_Requirement_: Count the lines in the entries below that contain the word "coordinates", counting only matches with the same capitalization, and reply with that number alone.

_Data in this exercise_:

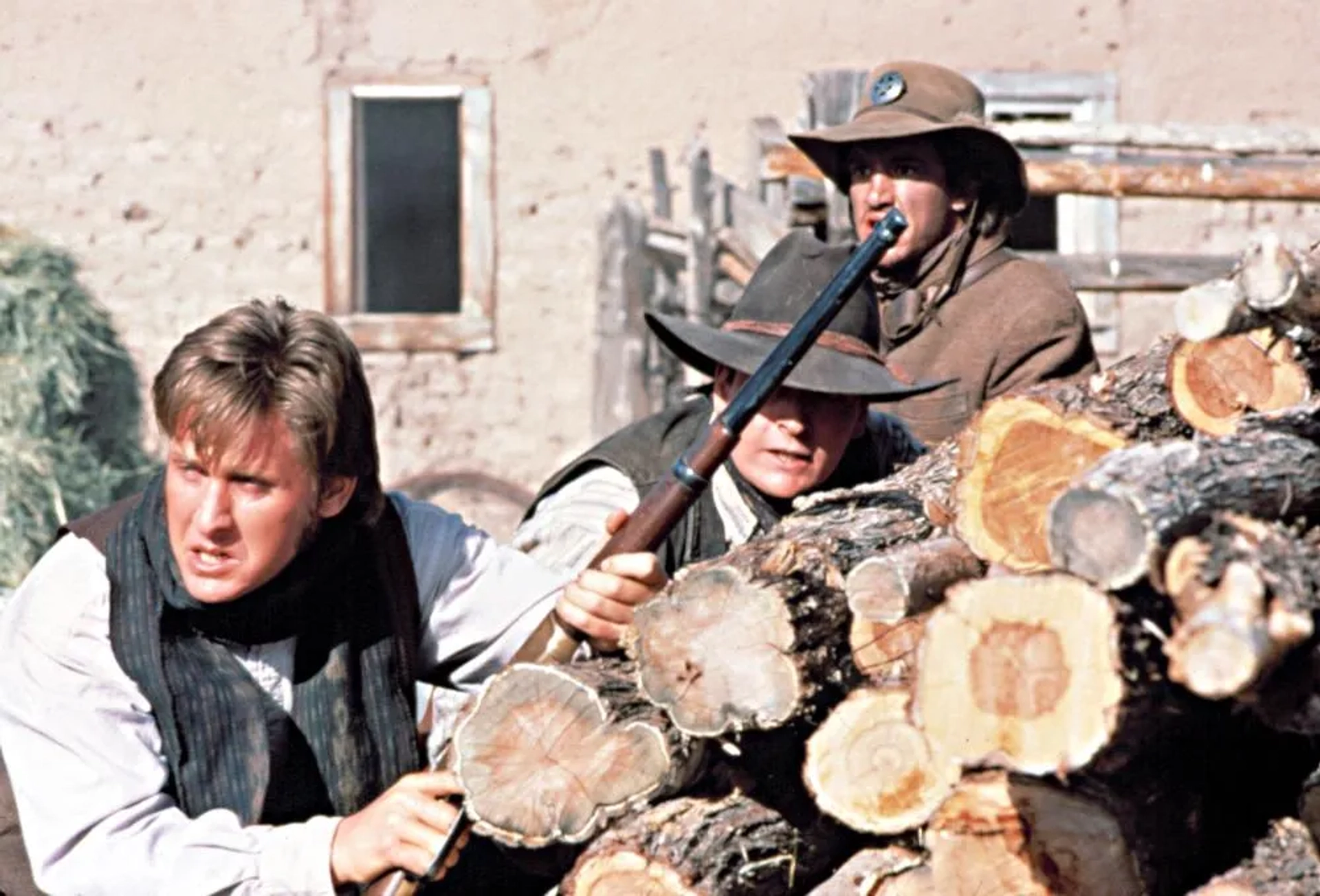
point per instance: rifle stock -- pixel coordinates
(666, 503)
---
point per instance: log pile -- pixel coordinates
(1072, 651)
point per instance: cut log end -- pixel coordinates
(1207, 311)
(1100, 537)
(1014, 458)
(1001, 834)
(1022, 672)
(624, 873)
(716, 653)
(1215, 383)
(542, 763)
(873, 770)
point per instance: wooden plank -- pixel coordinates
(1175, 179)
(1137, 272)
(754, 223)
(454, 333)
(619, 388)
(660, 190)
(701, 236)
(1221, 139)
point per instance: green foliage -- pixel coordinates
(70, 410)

_Response_: 5